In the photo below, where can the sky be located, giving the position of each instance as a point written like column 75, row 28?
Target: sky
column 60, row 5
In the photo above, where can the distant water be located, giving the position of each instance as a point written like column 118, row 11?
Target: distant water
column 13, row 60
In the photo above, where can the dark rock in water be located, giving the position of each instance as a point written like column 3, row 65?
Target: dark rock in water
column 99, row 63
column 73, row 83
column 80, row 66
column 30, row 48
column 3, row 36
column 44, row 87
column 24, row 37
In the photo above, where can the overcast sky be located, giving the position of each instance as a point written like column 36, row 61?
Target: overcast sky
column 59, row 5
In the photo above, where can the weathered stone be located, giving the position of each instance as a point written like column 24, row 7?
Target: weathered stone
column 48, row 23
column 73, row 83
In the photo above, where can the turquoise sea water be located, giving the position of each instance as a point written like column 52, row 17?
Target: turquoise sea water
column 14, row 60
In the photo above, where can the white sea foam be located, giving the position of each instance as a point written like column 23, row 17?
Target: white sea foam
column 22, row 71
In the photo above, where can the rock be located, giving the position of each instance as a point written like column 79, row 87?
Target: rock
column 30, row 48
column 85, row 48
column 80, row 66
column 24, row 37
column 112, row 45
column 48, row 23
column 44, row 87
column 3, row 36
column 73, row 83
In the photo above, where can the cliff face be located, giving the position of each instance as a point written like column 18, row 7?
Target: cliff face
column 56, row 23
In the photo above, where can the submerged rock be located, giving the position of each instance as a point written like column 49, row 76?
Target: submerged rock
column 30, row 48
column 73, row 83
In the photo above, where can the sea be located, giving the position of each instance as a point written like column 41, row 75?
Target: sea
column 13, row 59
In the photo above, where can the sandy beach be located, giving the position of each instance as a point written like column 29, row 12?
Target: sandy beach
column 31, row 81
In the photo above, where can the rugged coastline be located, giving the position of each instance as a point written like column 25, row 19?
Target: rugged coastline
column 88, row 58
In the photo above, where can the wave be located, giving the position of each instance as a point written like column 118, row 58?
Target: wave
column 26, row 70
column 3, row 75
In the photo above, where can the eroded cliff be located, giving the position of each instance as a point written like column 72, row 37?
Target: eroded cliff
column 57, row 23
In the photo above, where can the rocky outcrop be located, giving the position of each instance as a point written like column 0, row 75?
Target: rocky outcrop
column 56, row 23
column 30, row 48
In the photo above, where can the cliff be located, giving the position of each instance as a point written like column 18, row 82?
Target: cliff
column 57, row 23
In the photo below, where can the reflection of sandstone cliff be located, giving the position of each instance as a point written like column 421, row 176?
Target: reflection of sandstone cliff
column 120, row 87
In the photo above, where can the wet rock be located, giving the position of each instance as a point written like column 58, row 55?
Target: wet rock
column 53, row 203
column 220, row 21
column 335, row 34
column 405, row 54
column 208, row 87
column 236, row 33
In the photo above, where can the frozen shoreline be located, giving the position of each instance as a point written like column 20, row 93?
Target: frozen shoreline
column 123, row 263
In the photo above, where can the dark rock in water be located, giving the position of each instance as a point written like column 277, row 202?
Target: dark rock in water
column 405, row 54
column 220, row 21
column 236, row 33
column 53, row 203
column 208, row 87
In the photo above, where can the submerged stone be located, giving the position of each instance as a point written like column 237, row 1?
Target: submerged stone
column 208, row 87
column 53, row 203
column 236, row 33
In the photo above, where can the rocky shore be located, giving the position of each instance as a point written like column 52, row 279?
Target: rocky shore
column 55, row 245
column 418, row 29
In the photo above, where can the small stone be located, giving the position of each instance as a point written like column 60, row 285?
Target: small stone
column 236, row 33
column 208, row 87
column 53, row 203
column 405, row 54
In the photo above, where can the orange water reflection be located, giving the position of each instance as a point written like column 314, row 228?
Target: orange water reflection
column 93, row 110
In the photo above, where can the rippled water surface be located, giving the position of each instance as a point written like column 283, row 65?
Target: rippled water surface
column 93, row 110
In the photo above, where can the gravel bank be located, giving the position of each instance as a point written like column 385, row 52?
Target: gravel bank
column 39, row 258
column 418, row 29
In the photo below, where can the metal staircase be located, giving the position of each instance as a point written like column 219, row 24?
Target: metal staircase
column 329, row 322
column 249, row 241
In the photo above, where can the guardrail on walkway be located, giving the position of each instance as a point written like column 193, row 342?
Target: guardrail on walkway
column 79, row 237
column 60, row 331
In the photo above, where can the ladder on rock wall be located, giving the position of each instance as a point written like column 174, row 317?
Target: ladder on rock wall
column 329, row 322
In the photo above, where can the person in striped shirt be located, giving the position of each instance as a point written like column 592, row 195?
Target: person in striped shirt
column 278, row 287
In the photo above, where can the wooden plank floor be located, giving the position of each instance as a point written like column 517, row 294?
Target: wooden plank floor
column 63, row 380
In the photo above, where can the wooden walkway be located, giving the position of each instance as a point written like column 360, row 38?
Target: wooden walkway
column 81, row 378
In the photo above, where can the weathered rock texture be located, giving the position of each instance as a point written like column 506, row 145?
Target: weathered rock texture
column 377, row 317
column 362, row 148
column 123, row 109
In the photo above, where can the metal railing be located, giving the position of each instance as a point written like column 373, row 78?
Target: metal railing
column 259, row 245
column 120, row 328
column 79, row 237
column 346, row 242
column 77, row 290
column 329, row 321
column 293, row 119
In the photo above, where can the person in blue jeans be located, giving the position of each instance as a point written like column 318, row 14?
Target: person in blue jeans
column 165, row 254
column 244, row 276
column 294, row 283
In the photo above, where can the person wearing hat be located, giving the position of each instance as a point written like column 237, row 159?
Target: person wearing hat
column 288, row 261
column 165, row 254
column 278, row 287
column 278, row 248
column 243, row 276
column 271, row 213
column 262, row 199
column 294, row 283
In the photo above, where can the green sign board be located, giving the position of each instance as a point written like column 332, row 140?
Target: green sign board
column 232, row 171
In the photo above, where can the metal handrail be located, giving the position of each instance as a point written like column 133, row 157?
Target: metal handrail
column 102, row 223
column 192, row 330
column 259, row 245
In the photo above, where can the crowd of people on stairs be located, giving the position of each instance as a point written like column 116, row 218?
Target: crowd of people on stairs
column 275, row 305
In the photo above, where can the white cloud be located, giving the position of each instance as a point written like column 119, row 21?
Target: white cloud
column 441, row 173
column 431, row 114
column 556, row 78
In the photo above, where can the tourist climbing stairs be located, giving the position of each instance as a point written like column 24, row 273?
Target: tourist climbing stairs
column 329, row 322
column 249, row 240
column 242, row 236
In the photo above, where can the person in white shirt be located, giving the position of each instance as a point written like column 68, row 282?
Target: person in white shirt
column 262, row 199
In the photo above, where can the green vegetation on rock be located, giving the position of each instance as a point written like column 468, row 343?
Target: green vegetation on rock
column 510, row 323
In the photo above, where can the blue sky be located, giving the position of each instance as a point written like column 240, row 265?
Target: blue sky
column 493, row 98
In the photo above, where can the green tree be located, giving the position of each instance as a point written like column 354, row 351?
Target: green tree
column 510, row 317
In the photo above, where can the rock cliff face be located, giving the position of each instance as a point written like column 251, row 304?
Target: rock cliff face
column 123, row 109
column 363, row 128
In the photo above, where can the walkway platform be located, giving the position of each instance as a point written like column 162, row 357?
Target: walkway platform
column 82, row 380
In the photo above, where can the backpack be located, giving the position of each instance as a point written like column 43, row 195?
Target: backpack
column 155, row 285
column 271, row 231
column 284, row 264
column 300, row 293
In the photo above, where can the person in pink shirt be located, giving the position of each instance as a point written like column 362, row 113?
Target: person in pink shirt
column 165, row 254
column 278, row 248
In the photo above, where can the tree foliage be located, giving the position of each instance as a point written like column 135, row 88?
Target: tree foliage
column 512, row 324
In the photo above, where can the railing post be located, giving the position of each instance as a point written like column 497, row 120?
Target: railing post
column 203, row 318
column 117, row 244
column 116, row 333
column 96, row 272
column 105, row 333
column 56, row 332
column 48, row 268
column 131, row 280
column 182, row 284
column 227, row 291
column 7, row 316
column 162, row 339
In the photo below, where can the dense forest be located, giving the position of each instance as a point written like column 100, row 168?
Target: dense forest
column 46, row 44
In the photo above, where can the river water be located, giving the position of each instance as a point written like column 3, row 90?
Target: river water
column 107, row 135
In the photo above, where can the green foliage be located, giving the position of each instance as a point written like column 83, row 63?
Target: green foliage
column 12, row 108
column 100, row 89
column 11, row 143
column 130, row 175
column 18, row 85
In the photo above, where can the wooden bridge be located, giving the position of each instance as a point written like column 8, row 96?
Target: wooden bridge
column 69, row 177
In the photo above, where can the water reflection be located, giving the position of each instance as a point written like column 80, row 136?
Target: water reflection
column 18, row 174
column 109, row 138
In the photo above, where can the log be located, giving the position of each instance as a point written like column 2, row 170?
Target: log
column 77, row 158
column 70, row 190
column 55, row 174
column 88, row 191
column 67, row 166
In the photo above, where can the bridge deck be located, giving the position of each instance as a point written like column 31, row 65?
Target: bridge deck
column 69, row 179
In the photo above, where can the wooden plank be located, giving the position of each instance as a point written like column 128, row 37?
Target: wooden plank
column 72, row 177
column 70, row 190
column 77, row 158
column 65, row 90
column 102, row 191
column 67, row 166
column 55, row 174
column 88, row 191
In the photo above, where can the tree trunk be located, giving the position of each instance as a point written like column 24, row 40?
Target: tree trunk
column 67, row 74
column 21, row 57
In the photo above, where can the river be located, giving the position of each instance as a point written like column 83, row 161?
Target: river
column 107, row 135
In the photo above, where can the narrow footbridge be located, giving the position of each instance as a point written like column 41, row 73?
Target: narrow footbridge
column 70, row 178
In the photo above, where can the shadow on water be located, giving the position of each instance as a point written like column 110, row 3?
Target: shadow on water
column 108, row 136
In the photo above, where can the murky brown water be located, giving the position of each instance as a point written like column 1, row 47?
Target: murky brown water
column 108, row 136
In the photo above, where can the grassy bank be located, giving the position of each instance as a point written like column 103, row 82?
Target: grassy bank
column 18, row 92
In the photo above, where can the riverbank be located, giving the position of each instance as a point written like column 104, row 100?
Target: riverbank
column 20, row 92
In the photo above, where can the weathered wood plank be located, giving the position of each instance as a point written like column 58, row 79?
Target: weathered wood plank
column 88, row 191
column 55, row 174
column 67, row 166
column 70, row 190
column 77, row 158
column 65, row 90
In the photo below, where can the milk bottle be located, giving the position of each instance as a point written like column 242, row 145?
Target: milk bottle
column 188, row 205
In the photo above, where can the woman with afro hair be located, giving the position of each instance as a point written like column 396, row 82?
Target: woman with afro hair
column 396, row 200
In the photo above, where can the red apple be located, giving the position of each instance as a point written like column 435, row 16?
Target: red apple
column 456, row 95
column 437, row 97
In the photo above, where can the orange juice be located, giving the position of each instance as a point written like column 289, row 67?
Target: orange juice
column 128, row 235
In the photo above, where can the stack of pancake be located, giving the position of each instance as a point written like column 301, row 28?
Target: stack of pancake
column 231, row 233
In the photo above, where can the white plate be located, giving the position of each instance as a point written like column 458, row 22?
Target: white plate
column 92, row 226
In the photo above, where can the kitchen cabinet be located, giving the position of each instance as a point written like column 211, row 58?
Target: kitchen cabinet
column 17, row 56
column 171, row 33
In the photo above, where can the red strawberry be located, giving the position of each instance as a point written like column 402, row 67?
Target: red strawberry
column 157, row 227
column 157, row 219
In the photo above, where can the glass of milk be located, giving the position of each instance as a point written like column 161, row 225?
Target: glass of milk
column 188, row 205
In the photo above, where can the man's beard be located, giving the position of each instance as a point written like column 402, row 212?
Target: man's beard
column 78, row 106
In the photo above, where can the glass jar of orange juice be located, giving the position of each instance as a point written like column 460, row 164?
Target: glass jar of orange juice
# # # # #
= What is expected =
From the line that has "Target: railing post" through the line that has "In the photo above, where can the wooden plank be", copy every line exactly as it appears above, and leave out all others.

= Exercise output =
Target: railing post
column 203, row 318
column 117, row 244
column 116, row 333
column 96, row 272
column 105, row 333
column 56, row 332
column 48, row 268
column 131, row 280
column 182, row 284
column 227, row 291
column 7, row 316
column 162, row 339
In the photo below, where can the dense forest be located, giving the position of each instance as a point written like column 100, row 168?
Target: dense forest
column 46, row 44
In the photo above, where can the river water be located, giving the position of each instance as a point written like column 3, row 90?
Target: river water
column 107, row 135
In the photo above, where can the green foliage be located, giving the position of each instance as a point written like column 83, row 63?
Target: green foliage
column 12, row 108
column 100, row 89
column 11, row 143
column 130, row 175
column 18, row 85
In the photo above, where can the wooden bridge be located, giving the position of each instance as a point written like column 8, row 96?
Target: wooden bridge
column 69, row 177
In the photo above, where can the water reflection be located, giving the position of each instance as a point written like column 80, row 136?
Target: water reflection
column 18, row 174
column 109, row 138
In the photo above, where can the log be located, giving the position of each instance as a point written like column 2, row 170?
Target: log
column 77, row 158
column 70, row 190
column 55, row 174
column 88, row 191
column 67, row 166
In the photo above, where can the bridge deck be located, giving the position of each instance as a point written like column 31, row 65?
Target: bridge deck
column 69, row 179
In the photo above, where can the wooden plank be located, giving the position of each instance as a point written like column 128, row 37?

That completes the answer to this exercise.